Produce a verbatim copy of the entries listed below.

Stored dataset items
***
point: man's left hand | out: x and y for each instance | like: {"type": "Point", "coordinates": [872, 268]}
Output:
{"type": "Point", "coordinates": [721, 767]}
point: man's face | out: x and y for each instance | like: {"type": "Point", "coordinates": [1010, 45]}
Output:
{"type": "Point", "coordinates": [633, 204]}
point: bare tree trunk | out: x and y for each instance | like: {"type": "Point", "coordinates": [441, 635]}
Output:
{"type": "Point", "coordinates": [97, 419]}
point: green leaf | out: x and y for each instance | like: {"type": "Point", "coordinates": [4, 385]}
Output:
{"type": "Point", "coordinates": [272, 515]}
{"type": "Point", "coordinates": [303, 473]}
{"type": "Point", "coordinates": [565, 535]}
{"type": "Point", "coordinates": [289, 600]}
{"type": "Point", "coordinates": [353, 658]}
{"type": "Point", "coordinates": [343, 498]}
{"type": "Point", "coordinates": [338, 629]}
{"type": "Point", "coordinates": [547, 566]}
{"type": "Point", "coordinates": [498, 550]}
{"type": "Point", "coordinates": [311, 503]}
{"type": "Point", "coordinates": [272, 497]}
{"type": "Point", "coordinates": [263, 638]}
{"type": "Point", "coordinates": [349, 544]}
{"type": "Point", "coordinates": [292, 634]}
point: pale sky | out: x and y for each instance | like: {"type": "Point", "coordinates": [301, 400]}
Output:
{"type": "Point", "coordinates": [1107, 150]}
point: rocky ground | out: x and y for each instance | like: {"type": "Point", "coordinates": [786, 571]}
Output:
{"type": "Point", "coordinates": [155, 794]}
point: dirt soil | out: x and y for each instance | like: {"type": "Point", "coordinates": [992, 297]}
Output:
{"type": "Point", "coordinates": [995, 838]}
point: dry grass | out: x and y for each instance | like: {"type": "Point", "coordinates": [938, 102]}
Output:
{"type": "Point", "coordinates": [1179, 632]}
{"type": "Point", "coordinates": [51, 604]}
***
▶ [Answer to this task]:
point: man's left hand | out: x and y for each instance | like: {"type": "Point", "coordinates": [872, 268]}
Output:
{"type": "Point", "coordinates": [721, 767]}
point: man's face | out: x and y for each instance | like: {"type": "Point", "coordinates": [1010, 45]}
Output:
{"type": "Point", "coordinates": [633, 204]}
point: bare tree trunk | out: x and y for each instance | like: {"type": "Point", "coordinates": [441, 635]}
Output:
{"type": "Point", "coordinates": [97, 419]}
point: green leaf | out: x and y for each instance | like: {"type": "Point", "coordinates": [4, 385]}
Output:
{"type": "Point", "coordinates": [272, 515]}
{"type": "Point", "coordinates": [303, 473]}
{"type": "Point", "coordinates": [565, 535]}
{"type": "Point", "coordinates": [289, 600]}
{"type": "Point", "coordinates": [353, 658]}
{"type": "Point", "coordinates": [343, 498]}
{"type": "Point", "coordinates": [338, 629]}
{"type": "Point", "coordinates": [547, 566]}
{"type": "Point", "coordinates": [498, 550]}
{"type": "Point", "coordinates": [311, 503]}
{"type": "Point", "coordinates": [272, 497]}
{"type": "Point", "coordinates": [263, 638]}
{"type": "Point", "coordinates": [349, 544]}
{"type": "Point", "coordinates": [292, 634]}
point: pale sky | out: x and y for each instance | like: {"type": "Point", "coordinates": [301, 400]}
Output:
{"type": "Point", "coordinates": [1107, 150]}
point: rocky ground | out: x and y for each instance | like: {"type": "Point", "coordinates": [786, 571]}
Output:
{"type": "Point", "coordinates": [155, 794]}
point: dirt soil | out: x and y for each instance | like: {"type": "Point", "coordinates": [992, 297]}
Output:
{"type": "Point", "coordinates": [995, 838]}
point: dry grass | out: x and y for each instance | like: {"type": "Point", "coordinates": [938, 102]}
Output:
{"type": "Point", "coordinates": [1179, 632]}
{"type": "Point", "coordinates": [51, 604]}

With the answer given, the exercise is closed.